__SELECTED PASSAGE__:
Mesenteric paraganglioma: a case report and review of the literature. (Case Reports).
REPORT OF A CASE
A 76-year-old man was admitted to Mount Sinai Hospital (New York, NY) for resection of a mesenteric mass. The patient's medical history was significant for hypertension of 20 years' duration, which was controlled with medications. He also had undergone a left nephrectomy 15 years earlier for renal cell carcinoma.
During routine sonographic evaluation of the prostate gland, an abdominal/pelvic mass was appreciated. Results of a follow-up colonoscopy were unremarkable. Computed tomographic scan of the abdomen/pelvis confirmed a mass in the anterior mesentery (Figure 1), which was aspirated and, based on cytologic features, thought to be consistent with a neuroendocrine tumor. The patient denied symptoms of nausea, vomiting, diarrhea, flushing, palpitations, or weight loss. His vital signs and findings of a physical examination were within normal limits.
[FIGURE 1 OMITTED]
The patient tolerated exploratory laparotomy with resection of a segment of small bowel and attached mesentery. His vital signs were noted to be stable and consistent intraoperatively and post-operatively.
The resected specimen consisted of a segment of normal-appearing small intestine measuring 64 cm in length and 4.2 cm in diameter with an attached wedge of mesentery, which contained a well-circumscribed ovoid mass measuring 8.5 X 8.0 X 2.0 cm. The external surface of the mass was smooth and covered by delicate ramifying blood vessels. On cut surface, the mass consisted of a spongy, maroon, encapsulated mass with delicate septae coursing through it (Figure 2). The mass was distinct from the small bowel.

__RECORD EXCERPTS__:
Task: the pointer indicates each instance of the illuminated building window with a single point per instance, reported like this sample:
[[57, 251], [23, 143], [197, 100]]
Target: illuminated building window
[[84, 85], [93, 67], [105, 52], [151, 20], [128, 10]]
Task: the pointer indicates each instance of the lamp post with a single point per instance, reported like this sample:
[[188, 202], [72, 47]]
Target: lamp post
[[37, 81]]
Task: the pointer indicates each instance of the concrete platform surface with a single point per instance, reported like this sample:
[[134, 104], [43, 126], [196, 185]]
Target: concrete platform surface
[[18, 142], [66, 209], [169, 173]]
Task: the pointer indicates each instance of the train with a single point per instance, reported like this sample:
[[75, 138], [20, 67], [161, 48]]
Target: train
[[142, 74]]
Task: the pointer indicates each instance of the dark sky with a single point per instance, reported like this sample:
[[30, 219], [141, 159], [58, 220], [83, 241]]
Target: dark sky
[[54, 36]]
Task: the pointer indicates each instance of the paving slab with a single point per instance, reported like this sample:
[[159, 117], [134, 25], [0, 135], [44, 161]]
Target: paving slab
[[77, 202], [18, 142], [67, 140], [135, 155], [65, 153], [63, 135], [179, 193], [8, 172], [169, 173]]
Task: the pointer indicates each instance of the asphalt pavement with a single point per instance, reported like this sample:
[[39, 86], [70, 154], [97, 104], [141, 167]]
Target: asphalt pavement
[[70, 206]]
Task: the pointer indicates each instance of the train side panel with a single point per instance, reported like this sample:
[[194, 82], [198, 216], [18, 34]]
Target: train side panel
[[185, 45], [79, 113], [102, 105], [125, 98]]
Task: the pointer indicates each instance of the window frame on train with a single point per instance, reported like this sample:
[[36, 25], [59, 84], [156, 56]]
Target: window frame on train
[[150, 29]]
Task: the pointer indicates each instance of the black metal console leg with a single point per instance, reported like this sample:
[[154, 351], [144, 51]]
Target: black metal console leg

__ACTIVITY LIST__:
a – In the mesenteric paraganglioma case report, how long before admission had the patient had a left nephrectomy for renal cell carcinoma?
b – Copy the passage of the mesenteric paraganglioma case report that starts at "Mesenteric paraganglioma: a" and ends at "renal cell carcinoma.".

__SOLUTIONS TO THE PROBLEMS__:
a – 15 years earlier

b –
Mesenteric paraganglioma: a case report and review of the literature. (Case Reports).
REPORT OF A CASE
A 76-year-old man was admitted to Mount Sinai Hospital (New York, NY) for resection of a mesenteric mass. The patient's medical history was significant for hypertension of 20 years' duration, which was controlled with medications. He also had undergone a left nephrectomy 15 years earlier for renal cell carcinoma.